### [GIVEN REQUEST A]
List every variable of integration in the integral in the math passage below.

### [PAGE]
The integral to be found is $$ \bbox[lightyellow] { \begin{gathered} \int\limits_{G(x,y,w,z)} {1\,dx\,dy\,dw\,dz} = \hfill \\ = \int\limits_{ - 1\, < w,z\, < \,1} {\left( {\int\limits_{G\left( {x(w,z),y(w,z)} \right)} {1\,dx\,dy\,} } \right)dw\,dz} = \hfill \\ = \int\limits_{ - 1\, < w,z\, < \,1} {A(w,z)dw\,dz} \hfill \\ \end{gathered} }$$ where $G(x,y,w,z)$ is the region bounded by the given conditions, and $A(w,z)$ is the area of the projection of that region on the $x,y$ plane, given the values of $z$ and $w$.
Clearly $A(w,z)$ will be null when the values of $w$ and $z$ are incompatible with the bounds, e.g. when $1 < z^2+w^2$, although each variable is within the $\pm 1$ bound.

Let's take a view about the projection of the integration region onto the $x,y$ plane, with one sketch for the case $0 < z \cdot w$ and one for the case $z \cdot w < 0$.

(Part of a data file)

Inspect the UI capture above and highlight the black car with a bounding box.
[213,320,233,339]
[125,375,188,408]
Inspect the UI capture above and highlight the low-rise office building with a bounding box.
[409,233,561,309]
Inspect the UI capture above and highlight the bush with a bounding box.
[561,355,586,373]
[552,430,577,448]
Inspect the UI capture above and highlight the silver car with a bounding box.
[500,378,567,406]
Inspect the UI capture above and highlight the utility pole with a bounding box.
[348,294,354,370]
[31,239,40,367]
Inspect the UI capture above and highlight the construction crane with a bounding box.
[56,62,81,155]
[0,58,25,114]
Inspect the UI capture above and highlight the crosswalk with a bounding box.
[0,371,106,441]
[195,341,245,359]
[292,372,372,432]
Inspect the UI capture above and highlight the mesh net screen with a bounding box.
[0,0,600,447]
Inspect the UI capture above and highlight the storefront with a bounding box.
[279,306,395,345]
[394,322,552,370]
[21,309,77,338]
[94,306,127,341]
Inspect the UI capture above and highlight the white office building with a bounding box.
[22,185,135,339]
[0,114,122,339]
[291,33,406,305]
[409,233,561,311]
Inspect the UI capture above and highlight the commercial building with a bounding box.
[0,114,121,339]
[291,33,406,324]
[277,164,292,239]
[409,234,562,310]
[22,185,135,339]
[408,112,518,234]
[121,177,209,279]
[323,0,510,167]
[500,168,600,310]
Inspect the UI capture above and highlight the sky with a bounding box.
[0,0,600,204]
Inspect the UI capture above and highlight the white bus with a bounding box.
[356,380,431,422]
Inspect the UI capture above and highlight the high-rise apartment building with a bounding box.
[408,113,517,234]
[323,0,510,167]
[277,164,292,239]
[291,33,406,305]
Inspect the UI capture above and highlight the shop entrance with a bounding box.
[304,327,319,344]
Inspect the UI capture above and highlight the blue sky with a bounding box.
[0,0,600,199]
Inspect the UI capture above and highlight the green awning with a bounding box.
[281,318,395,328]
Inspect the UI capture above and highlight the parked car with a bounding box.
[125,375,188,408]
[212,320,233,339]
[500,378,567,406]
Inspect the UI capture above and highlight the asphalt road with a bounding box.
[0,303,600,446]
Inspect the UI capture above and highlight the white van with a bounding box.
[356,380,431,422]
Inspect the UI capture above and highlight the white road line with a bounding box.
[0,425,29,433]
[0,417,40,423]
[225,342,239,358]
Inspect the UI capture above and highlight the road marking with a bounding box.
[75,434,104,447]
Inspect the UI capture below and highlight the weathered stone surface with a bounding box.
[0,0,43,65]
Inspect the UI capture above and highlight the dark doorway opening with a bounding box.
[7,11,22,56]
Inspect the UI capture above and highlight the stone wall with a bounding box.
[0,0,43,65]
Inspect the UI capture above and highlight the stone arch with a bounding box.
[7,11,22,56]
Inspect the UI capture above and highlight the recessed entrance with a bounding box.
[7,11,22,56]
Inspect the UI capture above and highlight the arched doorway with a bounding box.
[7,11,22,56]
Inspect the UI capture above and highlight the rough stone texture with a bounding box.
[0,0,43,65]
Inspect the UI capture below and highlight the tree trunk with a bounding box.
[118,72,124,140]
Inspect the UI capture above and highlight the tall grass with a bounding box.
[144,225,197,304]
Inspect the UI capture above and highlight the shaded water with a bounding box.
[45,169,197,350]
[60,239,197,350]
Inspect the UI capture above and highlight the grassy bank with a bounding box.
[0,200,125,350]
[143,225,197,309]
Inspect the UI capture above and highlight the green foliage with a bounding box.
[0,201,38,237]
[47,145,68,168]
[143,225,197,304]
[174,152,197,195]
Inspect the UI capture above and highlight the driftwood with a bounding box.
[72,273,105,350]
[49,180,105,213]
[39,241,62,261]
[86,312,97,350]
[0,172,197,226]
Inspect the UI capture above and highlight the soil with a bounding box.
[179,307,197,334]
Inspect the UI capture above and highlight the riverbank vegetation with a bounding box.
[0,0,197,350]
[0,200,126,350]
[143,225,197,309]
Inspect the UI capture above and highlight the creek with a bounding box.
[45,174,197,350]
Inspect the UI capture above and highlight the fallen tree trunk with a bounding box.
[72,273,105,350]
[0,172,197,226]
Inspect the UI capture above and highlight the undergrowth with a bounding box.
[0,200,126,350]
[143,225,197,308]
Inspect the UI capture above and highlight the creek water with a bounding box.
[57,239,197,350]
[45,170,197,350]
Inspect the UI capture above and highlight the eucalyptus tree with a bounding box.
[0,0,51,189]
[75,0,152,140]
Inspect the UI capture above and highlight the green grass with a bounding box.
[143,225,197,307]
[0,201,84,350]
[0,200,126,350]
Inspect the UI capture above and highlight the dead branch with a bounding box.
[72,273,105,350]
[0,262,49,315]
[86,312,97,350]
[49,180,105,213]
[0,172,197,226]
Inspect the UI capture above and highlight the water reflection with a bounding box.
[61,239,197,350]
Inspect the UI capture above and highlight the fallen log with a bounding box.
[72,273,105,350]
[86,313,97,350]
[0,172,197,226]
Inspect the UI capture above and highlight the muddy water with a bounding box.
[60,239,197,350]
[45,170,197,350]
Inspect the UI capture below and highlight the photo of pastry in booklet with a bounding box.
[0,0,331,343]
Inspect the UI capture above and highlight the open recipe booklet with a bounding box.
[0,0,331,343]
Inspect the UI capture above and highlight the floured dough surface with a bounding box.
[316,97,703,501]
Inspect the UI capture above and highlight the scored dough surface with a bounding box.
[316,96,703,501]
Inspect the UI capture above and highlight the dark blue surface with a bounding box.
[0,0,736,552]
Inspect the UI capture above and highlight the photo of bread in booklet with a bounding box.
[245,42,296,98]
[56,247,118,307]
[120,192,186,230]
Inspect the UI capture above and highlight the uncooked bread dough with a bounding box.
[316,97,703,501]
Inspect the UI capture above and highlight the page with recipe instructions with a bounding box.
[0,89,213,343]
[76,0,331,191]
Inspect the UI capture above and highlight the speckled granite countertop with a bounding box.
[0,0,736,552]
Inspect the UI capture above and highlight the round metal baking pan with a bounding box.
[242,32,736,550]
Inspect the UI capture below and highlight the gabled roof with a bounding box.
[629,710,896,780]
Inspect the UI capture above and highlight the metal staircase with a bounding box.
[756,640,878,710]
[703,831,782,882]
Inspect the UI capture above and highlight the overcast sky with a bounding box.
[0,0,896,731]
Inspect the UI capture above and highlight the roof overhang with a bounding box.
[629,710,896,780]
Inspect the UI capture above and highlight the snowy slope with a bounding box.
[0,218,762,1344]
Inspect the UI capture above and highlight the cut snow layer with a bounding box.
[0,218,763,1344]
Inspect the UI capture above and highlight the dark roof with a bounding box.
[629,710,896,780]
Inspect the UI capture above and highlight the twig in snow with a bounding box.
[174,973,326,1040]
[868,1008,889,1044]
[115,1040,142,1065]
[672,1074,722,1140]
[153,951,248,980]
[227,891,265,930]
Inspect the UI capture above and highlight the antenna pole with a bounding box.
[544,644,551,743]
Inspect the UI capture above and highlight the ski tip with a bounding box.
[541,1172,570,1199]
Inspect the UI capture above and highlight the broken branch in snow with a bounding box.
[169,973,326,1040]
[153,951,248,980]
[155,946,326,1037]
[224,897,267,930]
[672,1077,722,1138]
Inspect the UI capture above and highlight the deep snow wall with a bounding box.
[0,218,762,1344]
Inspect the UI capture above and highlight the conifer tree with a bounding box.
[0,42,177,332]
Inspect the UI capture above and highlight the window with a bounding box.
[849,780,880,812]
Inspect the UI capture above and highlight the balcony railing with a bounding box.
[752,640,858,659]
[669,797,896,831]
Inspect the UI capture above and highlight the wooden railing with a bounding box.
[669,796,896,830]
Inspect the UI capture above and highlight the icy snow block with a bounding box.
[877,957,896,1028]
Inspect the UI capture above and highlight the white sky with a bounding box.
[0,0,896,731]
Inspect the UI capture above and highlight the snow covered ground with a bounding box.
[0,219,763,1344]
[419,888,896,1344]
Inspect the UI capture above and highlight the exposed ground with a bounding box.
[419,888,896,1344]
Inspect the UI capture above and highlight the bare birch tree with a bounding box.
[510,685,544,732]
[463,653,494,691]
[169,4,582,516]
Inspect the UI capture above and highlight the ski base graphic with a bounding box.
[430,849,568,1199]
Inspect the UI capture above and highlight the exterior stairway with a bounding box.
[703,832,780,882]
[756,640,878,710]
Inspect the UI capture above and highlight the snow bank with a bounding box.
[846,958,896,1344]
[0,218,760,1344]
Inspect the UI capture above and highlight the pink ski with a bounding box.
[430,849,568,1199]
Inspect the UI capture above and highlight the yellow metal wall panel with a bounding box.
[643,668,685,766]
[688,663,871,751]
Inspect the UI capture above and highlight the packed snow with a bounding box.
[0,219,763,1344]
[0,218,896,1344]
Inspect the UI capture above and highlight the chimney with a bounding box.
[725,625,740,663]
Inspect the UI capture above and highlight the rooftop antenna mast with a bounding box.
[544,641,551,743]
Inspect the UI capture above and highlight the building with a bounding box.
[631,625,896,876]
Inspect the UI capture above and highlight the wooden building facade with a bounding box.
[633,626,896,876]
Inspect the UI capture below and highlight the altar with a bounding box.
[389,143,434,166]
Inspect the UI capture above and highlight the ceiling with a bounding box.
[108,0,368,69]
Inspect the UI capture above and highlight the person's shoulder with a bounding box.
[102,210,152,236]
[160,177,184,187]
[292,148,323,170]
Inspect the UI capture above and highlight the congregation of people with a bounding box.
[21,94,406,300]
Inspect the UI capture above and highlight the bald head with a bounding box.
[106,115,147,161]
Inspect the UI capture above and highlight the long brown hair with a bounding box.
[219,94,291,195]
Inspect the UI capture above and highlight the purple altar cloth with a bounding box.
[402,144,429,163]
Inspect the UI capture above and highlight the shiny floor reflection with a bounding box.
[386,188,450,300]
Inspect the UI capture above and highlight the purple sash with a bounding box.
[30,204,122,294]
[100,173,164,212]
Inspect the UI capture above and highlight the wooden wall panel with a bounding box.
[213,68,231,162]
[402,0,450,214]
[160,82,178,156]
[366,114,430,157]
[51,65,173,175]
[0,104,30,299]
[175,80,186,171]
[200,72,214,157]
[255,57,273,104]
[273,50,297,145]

### [GIVEN REQUEST B]
Copy everything in the records from the line that contains "Inspect the UI capture above and highlight the shiny" down to the end of the records.

### [EXERCISE ANSWER A]
x, y, w, z

### [EXERCISE ANSWER B]
Inspect the UI capture above and highlight the shiny floor reflection with a bounding box.
[386,188,450,300]
Inspect the UI capture above and highlight the purple sash with a bounding box.
[30,204,122,294]
[100,173,164,212]
Inspect the UI capture above and highlight the wooden wall panel with a bounding box.
[213,68,231,162]
[402,0,450,214]
[160,82,178,156]
[366,114,430,157]
[51,65,173,175]
[0,104,30,299]
[175,80,186,171]
[200,72,214,157]
[255,57,273,104]
[273,50,297,145]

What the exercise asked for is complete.